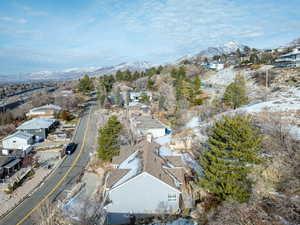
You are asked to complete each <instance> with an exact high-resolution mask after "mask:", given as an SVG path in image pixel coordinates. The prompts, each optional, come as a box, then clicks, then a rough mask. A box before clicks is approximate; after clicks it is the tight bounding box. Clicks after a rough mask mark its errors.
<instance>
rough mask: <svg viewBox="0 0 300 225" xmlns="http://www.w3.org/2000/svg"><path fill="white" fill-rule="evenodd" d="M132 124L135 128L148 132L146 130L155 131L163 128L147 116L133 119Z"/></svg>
mask: <svg viewBox="0 0 300 225" xmlns="http://www.w3.org/2000/svg"><path fill="white" fill-rule="evenodd" d="M134 123H135V124H136V127H137V128H140V129H144V130H148V129H157V128H162V129H163V128H165V126H164V125H163V124H162V123H161V122H159V121H158V120H156V119H153V118H151V117H147V116H140V117H137V118H135V119H134Z"/></svg>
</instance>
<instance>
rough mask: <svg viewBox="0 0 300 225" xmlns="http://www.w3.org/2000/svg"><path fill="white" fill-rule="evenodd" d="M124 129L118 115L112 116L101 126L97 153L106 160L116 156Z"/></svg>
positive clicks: (116, 154) (101, 157)
mask: <svg viewBox="0 0 300 225" xmlns="http://www.w3.org/2000/svg"><path fill="white" fill-rule="evenodd" d="M121 130H122V124H121V123H120V122H119V121H118V119H117V117H116V116H111V117H110V118H109V119H108V121H107V124H106V125H105V126H104V127H102V128H100V130H99V138H98V145H99V147H98V150H97V155H98V157H99V158H100V159H102V160H104V161H111V160H112V158H113V157H114V156H117V155H118V154H119V150H120V145H119V143H118V137H119V135H120V132H121Z"/></svg>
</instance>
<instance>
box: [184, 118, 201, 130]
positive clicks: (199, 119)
mask: <svg viewBox="0 0 300 225" xmlns="http://www.w3.org/2000/svg"><path fill="white" fill-rule="evenodd" d="M199 125H200V118H199V117H193V118H192V119H191V120H190V121H189V122H188V123H187V124H186V125H185V128H187V129H188V128H195V127H198V126H199Z"/></svg>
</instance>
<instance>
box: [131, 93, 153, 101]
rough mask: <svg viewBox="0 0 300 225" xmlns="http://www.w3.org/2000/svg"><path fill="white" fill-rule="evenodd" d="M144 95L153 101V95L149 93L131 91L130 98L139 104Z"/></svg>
mask: <svg viewBox="0 0 300 225" xmlns="http://www.w3.org/2000/svg"><path fill="white" fill-rule="evenodd" d="M143 95H147V96H148V97H149V100H150V101H151V100H152V93H151V92H149V91H131V92H130V93H129V98H130V100H131V101H133V102H138V101H139V100H140V99H141V97H142V96H143Z"/></svg>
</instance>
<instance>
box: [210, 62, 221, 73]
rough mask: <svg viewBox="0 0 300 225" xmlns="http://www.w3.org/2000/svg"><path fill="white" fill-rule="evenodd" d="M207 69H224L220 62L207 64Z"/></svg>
mask: <svg viewBox="0 0 300 225" xmlns="http://www.w3.org/2000/svg"><path fill="white" fill-rule="evenodd" d="M209 68H210V69H214V70H217V71H219V70H222V69H224V68H225V64H224V63H221V62H212V63H210V64H209Z"/></svg>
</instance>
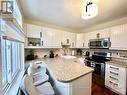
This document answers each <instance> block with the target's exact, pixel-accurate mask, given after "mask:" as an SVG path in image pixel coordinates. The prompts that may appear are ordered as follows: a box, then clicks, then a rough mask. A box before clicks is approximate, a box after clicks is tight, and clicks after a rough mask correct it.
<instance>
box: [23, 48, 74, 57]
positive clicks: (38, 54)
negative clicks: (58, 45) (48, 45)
mask: <svg viewBox="0 0 127 95" xmlns="http://www.w3.org/2000/svg"><path fill="white" fill-rule="evenodd" d="M51 50H53V52H54V55H56V54H58V55H59V56H60V55H63V54H64V50H63V49H36V50H35V49H34V50H33V52H34V55H37V56H38V58H43V57H44V55H47V56H48V57H49V53H50V51H51ZM72 50H73V49H67V54H68V55H71V53H72ZM30 51H31V49H26V50H25V57H26V56H27V55H29V54H30Z"/></svg>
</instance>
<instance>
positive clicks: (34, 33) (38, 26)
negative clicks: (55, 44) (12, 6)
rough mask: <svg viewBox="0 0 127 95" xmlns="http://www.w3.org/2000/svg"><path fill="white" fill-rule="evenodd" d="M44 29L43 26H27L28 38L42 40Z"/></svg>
mask: <svg viewBox="0 0 127 95" xmlns="http://www.w3.org/2000/svg"><path fill="white" fill-rule="evenodd" d="M41 36H42V28H41V26H37V25H32V24H27V37H31V38H41Z"/></svg>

- - - -

:: Task item ::
Copy all of the records above character for character, and leave the pictures out of your copy.

:: Answer for this exercise ::
You are asked to complete each <instance> with an exact high-resolution mask after "mask:", given as an SVG path in image pixel coordinates. The prompts, each optional, come as a box, then clicks, then a rough mask. A box before clicks is approximate; after clicks it is the tight bounding box. Clicks after a rough mask mark its errors.
<instance>
rough mask: <svg viewBox="0 0 300 225" xmlns="http://www.w3.org/2000/svg"><path fill="white" fill-rule="evenodd" d="M132 124L135 128L148 132L146 130L155 131L163 128L147 116L133 119Z"/></svg>
mask: <svg viewBox="0 0 300 225" xmlns="http://www.w3.org/2000/svg"><path fill="white" fill-rule="evenodd" d="M134 123H135V124H136V127H137V128H140V129H144V130H148V129H157V128H162V129H163V128H165V126H164V125H163V124H162V123H161V122H159V121H158V120H156V119H153V118H151V117H147V116H140V117H137V118H135V119H134Z"/></svg>
</instance>
<instance>
rough mask: <svg viewBox="0 0 300 225" xmlns="http://www.w3.org/2000/svg"><path fill="white" fill-rule="evenodd" d="M124 129L118 115L112 116L101 126L97 153L106 160L116 156Z"/></svg>
positive clicks: (116, 154) (101, 157)
mask: <svg viewBox="0 0 300 225" xmlns="http://www.w3.org/2000/svg"><path fill="white" fill-rule="evenodd" d="M121 130H122V124H121V123H120V122H119V121H118V119H117V117H116V116H111V117H110V118H109V119H108V121H107V124H106V125H105V126H104V127H102V128H100V130H99V138H98V145H99V147H98V150H97V155H98V157H99V158H100V159H102V160H104V161H111V160H112V158H113V157H114V156H117V155H118V154H119V150H120V145H119V143H118V137H119V135H120V132H121Z"/></svg>
</instance>
<instance>
box: [184, 118, 201, 130]
positive clicks: (199, 119)
mask: <svg viewBox="0 0 300 225" xmlns="http://www.w3.org/2000/svg"><path fill="white" fill-rule="evenodd" d="M199 125H200V118H199V117H193V118H192V119H191V120H190V121H189V122H188V123H187V124H186V125H185V128H187V129H188V128H195V127H198V126H199Z"/></svg>
</instance>
<instance>
box: [131, 93, 153, 101]
rough mask: <svg viewBox="0 0 300 225" xmlns="http://www.w3.org/2000/svg"><path fill="white" fill-rule="evenodd" d="M144 95L153 101V95L149 93L131 91L130 98L139 104Z"/></svg>
mask: <svg viewBox="0 0 300 225" xmlns="http://www.w3.org/2000/svg"><path fill="white" fill-rule="evenodd" d="M143 95H147V96H148V97H149V100H150V101H151V100H152V93H151V92H149V91H131V92H130V93H129V98H130V100H131V101H133V102H138V101H139V100H140V99H141V97H142V96H143Z"/></svg>
</instance>
<instance>
box: [210, 62, 221, 73]
rough mask: <svg viewBox="0 0 300 225" xmlns="http://www.w3.org/2000/svg"><path fill="white" fill-rule="evenodd" d="M207 69H224L220 62L207 64Z"/></svg>
mask: <svg viewBox="0 0 300 225" xmlns="http://www.w3.org/2000/svg"><path fill="white" fill-rule="evenodd" d="M209 68H210V69H214V70H217V71H219V70H222V69H224V68H225V64H224V63H221V62H212V63H210V64H209Z"/></svg>
</instance>
This document answers each <instance> block with the target's exact, pixel-accurate mask, given after "mask:" as an SVG path in image pixel coordinates. The prompts that may appear are ordered as follows: a box, then clicks, then a rough mask. A box before clicks is approximate, a box after clicks is tight, and clicks after a rough mask correct it.
<instance>
box: [23, 48, 74, 57]
positive clicks: (38, 54)
negative clicks: (58, 45) (48, 45)
mask: <svg viewBox="0 0 127 95" xmlns="http://www.w3.org/2000/svg"><path fill="white" fill-rule="evenodd" d="M51 50H53V52H54V55H56V54H58V55H59V56H60V55H63V54H64V50H63V49H36V50H35V49H34V50H33V52H34V55H37V56H38V58H43V57H44V55H47V56H48V57H49V53H50V51H51ZM72 50H73V49H67V54H68V55H71V53H72ZM30 51H31V49H26V50H25V57H26V56H27V55H29V54H30Z"/></svg>
</instance>
<instance>
positive clicks: (34, 33) (38, 26)
negative clicks: (55, 44) (12, 6)
rough mask: <svg viewBox="0 0 127 95" xmlns="http://www.w3.org/2000/svg"><path fill="white" fill-rule="evenodd" d="M44 29L43 26H27L28 38L42 40Z"/></svg>
mask: <svg viewBox="0 0 127 95" xmlns="http://www.w3.org/2000/svg"><path fill="white" fill-rule="evenodd" d="M41 36H42V28H41V26H37V25H32V24H27V37H31V38H41Z"/></svg>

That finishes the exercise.